Would you repeat the entries below word for word and omit the pictures?

Source data:
--------------------
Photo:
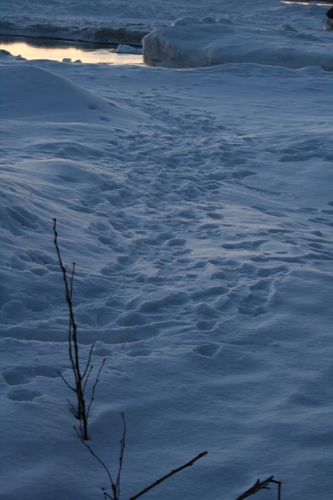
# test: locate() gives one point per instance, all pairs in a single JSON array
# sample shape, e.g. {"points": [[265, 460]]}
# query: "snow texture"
{"points": [[198, 207]]}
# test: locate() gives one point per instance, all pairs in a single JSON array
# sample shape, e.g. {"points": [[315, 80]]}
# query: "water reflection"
{"points": [[36, 49]]}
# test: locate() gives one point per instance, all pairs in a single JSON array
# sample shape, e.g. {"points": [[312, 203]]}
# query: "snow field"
{"points": [[197, 205]]}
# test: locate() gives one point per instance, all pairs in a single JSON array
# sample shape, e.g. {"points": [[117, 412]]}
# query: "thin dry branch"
{"points": [[115, 486], [188, 464], [261, 485], [82, 412]]}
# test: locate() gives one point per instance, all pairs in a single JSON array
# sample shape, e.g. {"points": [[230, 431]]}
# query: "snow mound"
{"points": [[31, 92], [221, 41]]}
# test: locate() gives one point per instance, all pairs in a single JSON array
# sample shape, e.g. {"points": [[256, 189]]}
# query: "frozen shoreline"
{"points": [[197, 205]]}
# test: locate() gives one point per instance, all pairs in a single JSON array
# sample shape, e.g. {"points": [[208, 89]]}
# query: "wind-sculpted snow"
{"points": [[198, 207], [220, 41]]}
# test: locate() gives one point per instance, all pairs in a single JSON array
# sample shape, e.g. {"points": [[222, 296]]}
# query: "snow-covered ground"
{"points": [[198, 206]]}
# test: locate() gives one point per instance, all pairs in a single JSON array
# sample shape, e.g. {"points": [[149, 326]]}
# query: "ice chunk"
{"points": [[192, 43]]}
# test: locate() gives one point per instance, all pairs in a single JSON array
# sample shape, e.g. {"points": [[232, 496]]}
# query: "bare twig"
{"points": [[261, 485], [188, 464], [82, 413], [115, 486]]}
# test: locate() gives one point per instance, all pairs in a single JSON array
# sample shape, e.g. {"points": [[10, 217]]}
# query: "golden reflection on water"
{"points": [[73, 54]]}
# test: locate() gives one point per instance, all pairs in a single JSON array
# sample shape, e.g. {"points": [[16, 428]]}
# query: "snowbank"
{"points": [[190, 43], [32, 92]]}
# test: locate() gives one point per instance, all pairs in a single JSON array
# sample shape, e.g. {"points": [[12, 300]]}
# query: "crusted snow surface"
{"points": [[197, 205]]}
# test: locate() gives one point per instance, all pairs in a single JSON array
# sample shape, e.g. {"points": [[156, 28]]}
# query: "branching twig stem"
{"points": [[261, 485], [188, 464]]}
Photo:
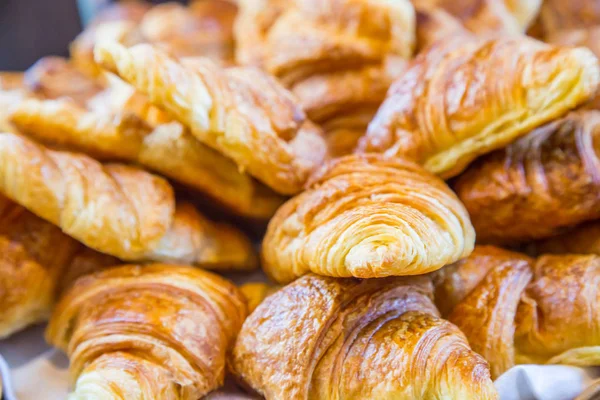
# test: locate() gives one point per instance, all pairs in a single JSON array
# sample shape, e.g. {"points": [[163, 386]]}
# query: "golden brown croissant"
{"points": [[489, 16], [81, 50], [116, 209], [325, 338], [241, 112], [54, 77], [465, 97], [336, 56], [517, 310], [153, 332], [122, 125], [367, 217], [537, 186], [256, 292], [37, 261]]}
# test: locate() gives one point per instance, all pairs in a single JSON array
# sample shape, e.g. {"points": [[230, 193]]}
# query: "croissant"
{"points": [[116, 209], [515, 310], [121, 125], [153, 332], [465, 97], [54, 77], [38, 261], [325, 338], [256, 292], [336, 56], [242, 113], [367, 217], [489, 16], [537, 186], [128, 14]]}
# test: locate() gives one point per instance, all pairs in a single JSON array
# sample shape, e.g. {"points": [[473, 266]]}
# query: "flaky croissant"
{"points": [[326, 338], [153, 332], [489, 16], [336, 56], [537, 186], [242, 113], [517, 310], [367, 217], [121, 125], [465, 97], [116, 209], [37, 261]]}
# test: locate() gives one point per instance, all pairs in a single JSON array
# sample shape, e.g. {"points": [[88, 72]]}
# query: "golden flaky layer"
{"points": [[465, 97], [240, 112], [336, 56], [37, 261], [489, 16], [517, 310], [537, 186], [120, 124], [367, 217], [116, 209], [152, 332], [326, 338]]}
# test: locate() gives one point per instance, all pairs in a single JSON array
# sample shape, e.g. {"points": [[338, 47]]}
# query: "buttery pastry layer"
{"points": [[514, 309], [151, 332], [326, 338], [367, 217], [467, 96]]}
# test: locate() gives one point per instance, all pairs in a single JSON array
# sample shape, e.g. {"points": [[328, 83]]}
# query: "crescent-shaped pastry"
{"points": [[489, 16], [516, 310], [326, 338], [54, 77], [37, 261], [242, 113], [336, 56], [366, 216], [537, 186], [153, 332], [466, 97], [116, 209], [121, 125]]}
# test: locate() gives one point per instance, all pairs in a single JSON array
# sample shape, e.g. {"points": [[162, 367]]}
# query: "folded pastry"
{"points": [[256, 292], [516, 310], [489, 16], [241, 112], [55, 77], [537, 186], [153, 332], [37, 262], [337, 56], [367, 217], [116, 209], [128, 13], [465, 97], [120, 124], [583, 239], [326, 338]]}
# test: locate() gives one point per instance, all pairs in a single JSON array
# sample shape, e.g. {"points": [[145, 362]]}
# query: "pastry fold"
{"points": [[465, 97], [240, 112], [116, 209], [337, 56], [538, 185], [515, 310], [367, 216], [152, 332], [120, 124], [37, 261], [326, 338]]}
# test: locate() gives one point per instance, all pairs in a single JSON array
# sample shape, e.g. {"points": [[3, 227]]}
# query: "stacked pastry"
{"points": [[333, 132]]}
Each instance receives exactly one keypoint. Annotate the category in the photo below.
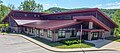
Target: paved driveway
(14, 44)
(105, 44)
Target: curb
(60, 50)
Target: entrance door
(95, 35)
(74, 33)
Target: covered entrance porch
(93, 34)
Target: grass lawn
(82, 45)
(3, 33)
(63, 46)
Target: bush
(71, 41)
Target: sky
(70, 4)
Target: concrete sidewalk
(61, 50)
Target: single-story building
(92, 23)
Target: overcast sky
(107, 4)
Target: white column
(89, 35)
(35, 32)
(90, 25)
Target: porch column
(90, 33)
(89, 36)
(35, 32)
(90, 25)
(54, 36)
(103, 35)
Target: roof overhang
(92, 19)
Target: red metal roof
(93, 30)
(26, 18)
(28, 12)
(84, 11)
(51, 24)
(93, 19)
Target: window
(61, 34)
(25, 15)
(34, 15)
(38, 15)
(49, 35)
(32, 30)
(41, 32)
(25, 29)
(74, 33)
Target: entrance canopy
(51, 24)
(92, 19)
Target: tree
(30, 6)
(1, 1)
(4, 10)
(116, 19)
(11, 6)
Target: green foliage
(116, 19)
(4, 10)
(30, 6)
(71, 41)
(11, 6)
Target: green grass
(3, 33)
(82, 45)
(63, 46)
(117, 39)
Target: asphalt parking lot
(16, 44)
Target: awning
(51, 24)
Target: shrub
(71, 41)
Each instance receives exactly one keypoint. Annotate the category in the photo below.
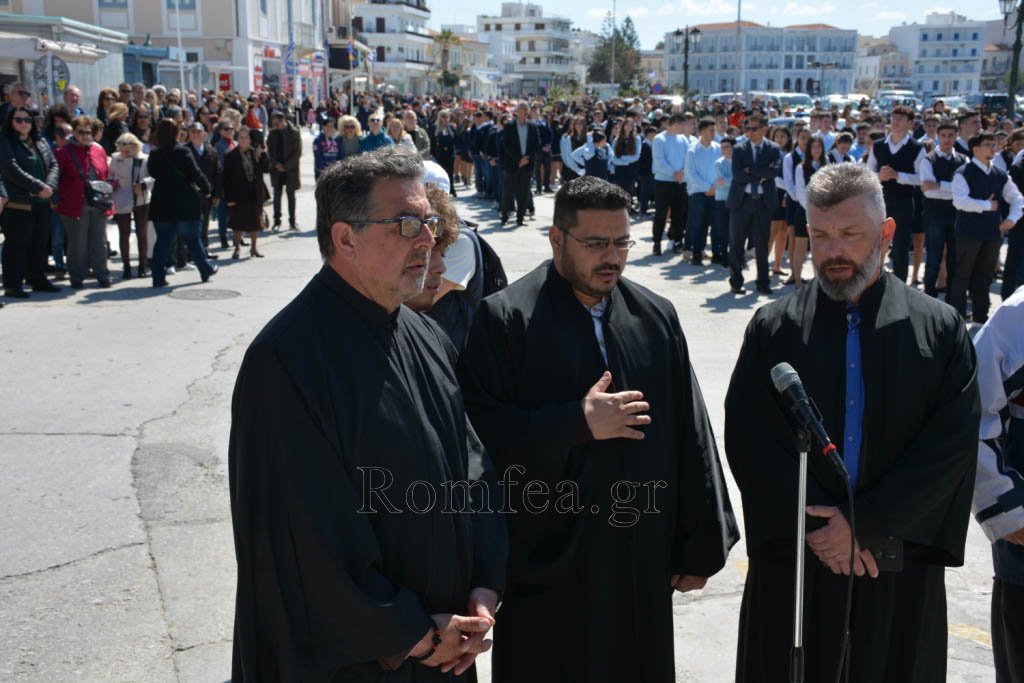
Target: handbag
(98, 194)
--------------------
Response to the exercise:
Photo:
# test: locate() gives one point per instance, all pairs in a single JSON array
# sample shape, e.g. {"points": [[265, 460]]}
# query: "snow texture"
{"points": [[198, 207]]}
# test: locate() gives one point per instance, all pairs in a single JSON array
# sample shape, e.g. {"points": [[315, 80]]}
# query: "water reflection"
{"points": [[36, 49]]}
# test: locate() gives one point per instance, all pairs in a single JSON array
# sample shape, e.g. {"points": [[312, 203]]}
# query: "snow field"
{"points": [[197, 205]]}
# test: locate() gives one point per instance, all pairs in a single JSON array
# sample shape, e.g. {"points": [[117, 412]]}
# query: "thin dry branch"
{"points": [[115, 486], [188, 464], [261, 485], [82, 412]]}
# test: locate() gives one point per instance, all pairs in a single JSON array
# sample shape, e.g. {"points": [[230, 431]]}
# query: "snow mound"
{"points": [[31, 92], [221, 41]]}
# test: locate() gives one point per instance, all pairs in a single JSON array
# sample shape, e.g. {"points": [[256, 189]]}
# query: "frozen shoreline"
{"points": [[197, 205]]}
# test: locate() gives one point per instance, all pairs in a single JSON array
# sample shape, e.g. {"points": [[208, 89]]}
# query: "wind-sculpted snow"
{"points": [[198, 207], [220, 41]]}
# test: locate() gives one point per instance, all pairs in a single JSON array
# sample shape, e.g. {"points": [[222, 296]]}
# query: "snow-covered ground"
{"points": [[198, 206]]}
# test: locate() gives one point per instance, all pairs in a single JSON array
# sample shape, e.g. {"points": [[149, 326]]}
# query: "ice chunk"
{"points": [[192, 43]]}
# test: locate() gives one point per instance, all pairs in a single JSON array
# sample shape, e.g. {"points": [[232, 496]]}
# query: "bare twig"
{"points": [[261, 485], [188, 464], [82, 413], [115, 486]]}
# test: locate() gives one point per instance, all pairs in a single JSON array
# sample shape, e.g. {"points": [[10, 217]]}
# query: "golden reflection on water"
{"points": [[73, 54]]}
# test: locate() gives one point per instance, all pairs in a single JSON array
# sample shape, e.g. {"points": [[16, 428]]}
# query: "snowbank"
{"points": [[190, 43], [32, 92]]}
# test: locate() gives one point per instance, all pairs in a single JSON array
# sample shape, e.g. {"points": [[12, 300]]}
# query: "crusted snow surface"
{"points": [[197, 205]]}
# test: locate() gives one point per instance, all pairs in a single JSON array
# sample shape, e.g. {"points": [[156, 28]]}
# query: "branching twig stem"
{"points": [[261, 485], [188, 464]]}
Photo:
# test: locate() gives one point per instance, all pairs in a single JSON array
# sample shape, e.g. {"points": [[163, 386]]}
# query: "golden brown croissant"
{"points": [[489, 16], [81, 50], [116, 209], [325, 338], [241, 112], [54, 77], [465, 97], [336, 56], [517, 310], [153, 332], [122, 125], [367, 217], [537, 186], [256, 292], [37, 261]]}
# test: locate() gives one point per instance, all pairs in a single JSON array
# sample shape, e.g. {"points": [[230, 193]]}
# query: "croissant"
{"points": [[116, 209], [515, 310], [121, 125], [153, 332], [465, 97], [54, 77], [38, 261], [325, 338], [256, 292], [336, 56], [242, 113], [367, 217], [489, 16], [537, 186], [128, 14]]}
# test: locate() gives one point per instance, all pairs in a single JSON array
# sample shape, e.g. {"points": [[473, 266]]}
# query: "flaky croissant"
{"points": [[326, 338], [153, 332], [489, 16], [336, 56], [537, 186], [242, 113], [517, 310], [367, 217], [121, 125], [465, 97], [116, 209], [37, 261]]}
# test: locate() gives one point per instance, all pairs in a single JSON array
# sample shape, e.g. {"points": [[88, 72]]}
# query: "golden flaky layer"
{"points": [[465, 97], [240, 112], [336, 56], [37, 261], [489, 16], [517, 310], [537, 186], [120, 124], [367, 217], [116, 209], [152, 332], [326, 338]]}
# test: locate() gives one point per instance, all pairs in a single JSON array
# sample shape, e.g. {"points": [[338, 47]]}
# query: "buttery pastry layer"
{"points": [[514, 309], [151, 332], [326, 338], [367, 217], [467, 96]]}
# test: locate() gives one point per instance, all pairs in a single JSON array
# sample shape, e.g. {"points": [[328, 83]]}
# query: "crescent-shaped pastry"
{"points": [[489, 16], [516, 310], [326, 338], [54, 77], [37, 261], [242, 113], [336, 56], [366, 216], [537, 186], [153, 332], [466, 97], [116, 209], [121, 125]]}
# test: locate() gives one point per instance, all pairs in a single JSON array
# sample shape, e.g. {"points": [[162, 367]]}
# query: "folded pastry"
{"points": [[256, 292], [516, 310], [489, 16], [241, 112], [55, 77], [537, 186], [153, 332], [37, 262], [337, 56], [367, 217], [116, 209], [128, 13], [465, 97], [120, 124], [583, 239], [326, 338]]}
# test: locate() gives one point per instance, all pairs in a single JSON array
# sample shape, e.g. {"points": [[145, 362]]}
# query: "pastry fold"
{"points": [[465, 97], [240, 112], [116, 209], [337, 56], [538, 185], [515, 310], [367, 216], [152, 332], [120, 124], [37, 261], [326, 338]]}
# test: locate() gives one point per instance, all pairs in a single JSON array
# sample shape, e.g. {"points": [[3, 227]]}
# query: "stacked pastry"
{"points": [[333, 132]]}
Each instance receives exactly one keypoint. Annotate the category in the photo below.
Target: paved driveway
(14, 44)
(105, 44)
Target: curb
(60, 50)
Target: entrance door
(95, 35)
(74, 33)
Target: covered entrance porch
(93, 34)
Target: grass lawn
(82, 45)
(3, 33)
(63, 46)
Target: bush
(71, 41)
Target: sky
(70, 4)
Target: concrete sidewalk
(61, 50)
Target: single-story building
(92, 23)
Target: overcast sky
(107, 4)
Target: white column
(89, 35)
(35, 32)
(90, 25)
Target: porch column
(90, 33)
(89, 36)
(35, 32)
(90, 25)
(54, 36)
(103, 35)
Target: roof overhang
(92, 19)
Target: red metal roof
(93, 30)
(26, 18)
(28, 12)
(84, 11)
(51, 24)
(93, 19)
Target: window
(61, 34)
(25, 15)
(34, 15)
(38, 15)
(49, 35)
(32, 30)
(41, 32)
(25, 29)
(74, 33)
Target: entrance canopy
(51, 24)
(92, 19)
Target: tree
(30, 6)
(1, 1)
(4, 10)
(116, 19)
(11, 6)
Target: green foliage
(116, 19)
(4, 10)
(30, 6)
(71, 41)
(11, 6)
Target: green grass
(3, 33)
(82, 45)
(63, 46)
(117, 39)
Target: asphalt parking lot
(16, 44)
Target: awning
(51, 24)
Target: shrub
(71, 41)
Each instance receives exactly one keypoint. Annotate the category in the photo below.
Target: handbag
(98, 194)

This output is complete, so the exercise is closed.